··· RECORD EXTRACTS

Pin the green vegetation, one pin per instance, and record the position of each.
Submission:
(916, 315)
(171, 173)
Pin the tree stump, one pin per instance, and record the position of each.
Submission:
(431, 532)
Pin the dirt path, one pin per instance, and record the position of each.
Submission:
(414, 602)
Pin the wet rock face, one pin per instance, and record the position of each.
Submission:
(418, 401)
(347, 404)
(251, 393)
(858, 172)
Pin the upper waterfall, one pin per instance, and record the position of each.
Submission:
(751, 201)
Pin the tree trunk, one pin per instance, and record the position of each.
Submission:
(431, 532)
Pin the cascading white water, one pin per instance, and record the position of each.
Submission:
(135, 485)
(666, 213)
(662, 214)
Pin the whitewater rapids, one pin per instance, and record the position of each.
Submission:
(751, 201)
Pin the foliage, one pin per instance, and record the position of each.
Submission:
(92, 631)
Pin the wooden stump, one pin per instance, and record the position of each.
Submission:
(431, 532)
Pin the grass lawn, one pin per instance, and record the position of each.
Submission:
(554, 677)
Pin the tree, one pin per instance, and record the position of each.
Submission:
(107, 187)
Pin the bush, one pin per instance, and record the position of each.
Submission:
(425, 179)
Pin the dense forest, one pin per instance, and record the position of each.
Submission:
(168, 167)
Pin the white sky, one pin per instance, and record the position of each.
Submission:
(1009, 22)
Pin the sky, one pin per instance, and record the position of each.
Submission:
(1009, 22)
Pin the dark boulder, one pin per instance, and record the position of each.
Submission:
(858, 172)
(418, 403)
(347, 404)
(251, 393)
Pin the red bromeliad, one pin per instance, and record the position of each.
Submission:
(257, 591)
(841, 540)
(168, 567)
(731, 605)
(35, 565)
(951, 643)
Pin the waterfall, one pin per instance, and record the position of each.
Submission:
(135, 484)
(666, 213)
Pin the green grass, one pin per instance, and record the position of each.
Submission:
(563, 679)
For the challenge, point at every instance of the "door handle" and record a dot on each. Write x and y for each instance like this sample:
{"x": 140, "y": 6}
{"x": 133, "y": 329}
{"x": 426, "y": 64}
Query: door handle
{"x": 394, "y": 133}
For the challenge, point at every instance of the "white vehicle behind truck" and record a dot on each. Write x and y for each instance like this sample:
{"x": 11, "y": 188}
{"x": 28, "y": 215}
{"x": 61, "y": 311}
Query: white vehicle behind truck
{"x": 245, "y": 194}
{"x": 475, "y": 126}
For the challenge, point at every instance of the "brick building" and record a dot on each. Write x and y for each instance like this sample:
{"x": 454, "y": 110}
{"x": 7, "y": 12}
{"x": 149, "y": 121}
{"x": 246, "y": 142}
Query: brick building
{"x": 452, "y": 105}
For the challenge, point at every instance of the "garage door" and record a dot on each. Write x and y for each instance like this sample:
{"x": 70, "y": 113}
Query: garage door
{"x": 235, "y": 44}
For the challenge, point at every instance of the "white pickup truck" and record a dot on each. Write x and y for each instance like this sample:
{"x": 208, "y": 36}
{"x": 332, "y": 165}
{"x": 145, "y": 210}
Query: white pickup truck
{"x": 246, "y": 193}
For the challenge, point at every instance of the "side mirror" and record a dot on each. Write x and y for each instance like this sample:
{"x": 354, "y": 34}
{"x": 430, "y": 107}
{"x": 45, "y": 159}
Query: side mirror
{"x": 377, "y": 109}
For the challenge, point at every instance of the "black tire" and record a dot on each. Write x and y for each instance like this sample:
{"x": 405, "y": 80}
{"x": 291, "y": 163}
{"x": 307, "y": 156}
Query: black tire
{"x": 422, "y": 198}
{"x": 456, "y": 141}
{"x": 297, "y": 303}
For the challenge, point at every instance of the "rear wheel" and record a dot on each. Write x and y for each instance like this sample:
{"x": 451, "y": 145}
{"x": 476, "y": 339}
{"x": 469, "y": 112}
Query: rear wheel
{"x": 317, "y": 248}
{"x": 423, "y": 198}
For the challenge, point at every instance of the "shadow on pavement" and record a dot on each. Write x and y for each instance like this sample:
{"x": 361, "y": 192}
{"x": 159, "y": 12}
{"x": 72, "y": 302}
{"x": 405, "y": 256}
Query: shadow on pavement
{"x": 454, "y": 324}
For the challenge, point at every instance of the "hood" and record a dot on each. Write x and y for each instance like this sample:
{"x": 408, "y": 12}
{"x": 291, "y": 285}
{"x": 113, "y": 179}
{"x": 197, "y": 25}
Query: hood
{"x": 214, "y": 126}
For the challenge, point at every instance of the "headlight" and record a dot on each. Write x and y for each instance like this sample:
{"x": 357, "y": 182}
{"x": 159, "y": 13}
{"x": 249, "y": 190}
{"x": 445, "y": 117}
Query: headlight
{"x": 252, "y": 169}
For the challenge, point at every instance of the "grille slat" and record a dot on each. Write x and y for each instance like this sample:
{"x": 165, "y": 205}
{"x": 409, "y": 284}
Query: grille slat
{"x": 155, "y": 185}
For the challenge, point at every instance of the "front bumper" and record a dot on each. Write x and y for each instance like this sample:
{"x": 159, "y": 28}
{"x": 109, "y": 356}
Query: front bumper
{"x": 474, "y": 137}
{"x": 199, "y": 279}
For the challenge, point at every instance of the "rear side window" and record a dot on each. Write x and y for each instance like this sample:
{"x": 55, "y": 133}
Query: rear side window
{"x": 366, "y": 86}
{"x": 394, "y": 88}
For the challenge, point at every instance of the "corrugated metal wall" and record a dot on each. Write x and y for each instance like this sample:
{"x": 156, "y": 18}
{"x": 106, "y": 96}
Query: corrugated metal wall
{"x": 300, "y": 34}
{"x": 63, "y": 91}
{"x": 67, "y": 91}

······

> _TASK TO CARRY OUT_: The records above are to be transcribed exactly and completely.

> _YOUR SOLUTION_:
Pin the green vegetation, one pin per instance, and record the position of each.
Submission:
(916, 315)
(171, 173)
Pin the tree stump, one pin per instance, and record the position of each.
Submission:
(431, 532)
Pin the dirt path, one pin per instance, and record the position of each.
Submission:
(414, 602)
Pin the wet rock face, one pin per instance, and record the position of each.
Submission:
(418, 401)
(347, 404)
(251, 393)
(858, 172)
Pin the upper waterfall, one pin per instance, and record the position of each.
Submission:
(751, 201)
Pin the tree trunk, one pin per instance, and record the position of each.
Submission:
(431, 532)
Pin the cascading white water, one pin per instance, and record the position of each.
Submission:
(135, 485)
(666, 213)
(662, 214)
Pin the whitewater rapids, one pin per instance, and record the position of each.
Submission:
(751, 201)
Pin the foliage, one pin per instance, and record the position of each.
Submission:
(92, 631)
Pin the wooden stump, one pin per instance, and record the position of each.
Submission:
(431, 532)
Pin the grass lawn, one pin per instance, and record the position of each.
Submission:
(554, 677)
Pin the tree, one pin per instance, and record the position of each.
Submission:
(107, 187)
Pin the bush, one pin per instance, and record the position of each.
Submission:
(425, 179)
Pin the dense forest, one pin per instance, and record the position of each.
Submission:
(168, 167)
Pin the white sky, one pin per instance, and record the position of each.
Submission:
(1009, 22)
Pin the sky, one pin per instance, and record the position of each.
Submission:
(1009, 22)
Pin the dark boulder, one pin per instance, and record the position of each.
Submission:
(858, 172)
(418, 403)
(347, 404)
(251, 393)
Pin the red bromeliad, one pin per instance, and record the position of each.
Submission:
(257, 591)
(841, 540)
(168, 567)
(731, 605)
(35, 565)
(951, 643)
Pin the waterfall, one pin per instance, and record the position of each.
Submission:
(135, 484)
(666, 213)
Pin the green grass, one pin per instance, and record the position of each.
Submission:
(563, 679)
For the challenge, point at every instance of the "door handle" and record a dot on each. Write x and y for each instance like this sample:
{"x": 140, "y": 6}
{"x": 133, "y": 329}
{"x": 426, "y": 64}
Query: door handle
{"x": 394, "y": 133}
For the challenge, point at every instance of the "white vehicle behind truck" and record a dot on each. Write x and y for each instance like this sample:
{"x": 11, "y": 188}
{"x": 28, "y": 215}
{"x": 61, "y": 311}
Query: white vehicle behind truck
{"x": 245, "y": 194}
{"x": 475, "y": 126}
For the challenge, point at every instance of the "brick building" and record a dot on each. Write x and y for each instance like this sample:
{"x": 454, "y": 110}
{"x": 7, "y": 12}
{"x": 149, "y": 121}
{"x": 246, "y": 142}
Query: brick building
{"x": 452, "y": 105}
For the challenge, point at every instance of the "garage door" and record a dot on each. Write x and y for each instance like this sample:
{"x": 70, "y": 113}
Query: garage door
{"x": 235, "y": 44}
For the challenge, point at every instance of the "white pickup truck" and record a dot on each. Write x and y for each instance like this sample:
{"x": 208, "y": 36}
{"x": 332, "y": 165}
{"x": 145, "y": 210}
Query: white pickup truck
{"x": 246, "y": 193}
For the challenge, point at every instance of the "side mirror" and record a dot on each. Write x and y for each instance like this sample:
{"x": 354, "y": 34}
{"x": 430, "y": 107}
{"x": 45, "y": 159}
Query: side mirror
{"x": 377, "y": 109}
For the challenge, point at every instance of the "black tire" and record a dot on each. Write x and y for each instance like this sample:
{"x": 405, "y": 80}
{"x": 291, "y": 163}
{"x": 307, "y": 156}
Query: black tire
{"x": 422, "y": 198}
{"x": 456, "y": 141}
{"x": 297, "y": 303}
For the challenge, point at every instance of the "rear wheel" and record a dot on each. Write x and y for each instance like this sample:
{"x": 451, "y": 145}
{"x": 476, "y": 339}
{"x": 469, "y": 112}
Query: rear wheel
{"x": 317, "y": 248}
{"x": 423, "y": 198}
For the challenge, point at every instance of the "shadow on pavement" and record a dot on each. Write x and y for each instance like this sample:
{"x": 361, "y": 192}
{"x": 159, "y": 12}
{"x": 72, "y": 302}
{"x": 405, "y": 256}
Query: shadow on pavement
{"x": 454, "y": 324}
For the challenge, point at every instance of the "hood" and record a dot on each. Write x and y for each instance like this sample:
{"x": 408, "y": 12}
{"x": 291, "y": 285}
{"x": 113, "y": 179}
{"x": 197, "y": 25}
Query: hood
{"x": 214, "y": 126}
For the challenge, point at every instance of the "headlight" and record a dot on each. Write x and y for each instance like this sample:
{"x": 357, "y": 182}
{"x": 159, "y": 13}
{"x": 249, "y": 190}
{"x": 445, "y": 117}
Query: headlight
{"x": 252, "y": 169}
For the challenge, point at every instance of the "grille slat" and record a dot on each. Write x and y for each instance like this sample:
{"x": 165, "y": 205}
{"x": 409, "y": 284}
Query: grille slat
{"x": 155, "y": 185}
For the challenge, point at every instance of the "front bumper" and record a dot on each. Write x and y for each instance like this sample:
{"x": 159, "y": 28}
{"x": 109, "y": 356}
Query: front bumper
{"x": 474, "y": 137}
{"x": 199, "y": 279}
For the challenge, point at every instance of the "rear side window" and record a dot on each. Write x and y for each instance like this sample:
{"x": 55, "y": 133}
Query: rear side window
{"x": 366, "y": 86}
{"x": 394, "y": 88}
For the challenge, point at every instance of the "corrugated metal wall" and record a dot on each. Write x and y for each instance like this sample:
{"x": 156, "y": 18}
{"x": 106, "y": 96}
Query: corrugated metal wall
{"x": 300, "y": 34}
{"x": 63, "y": 91}
{"x": 67, "y": 91}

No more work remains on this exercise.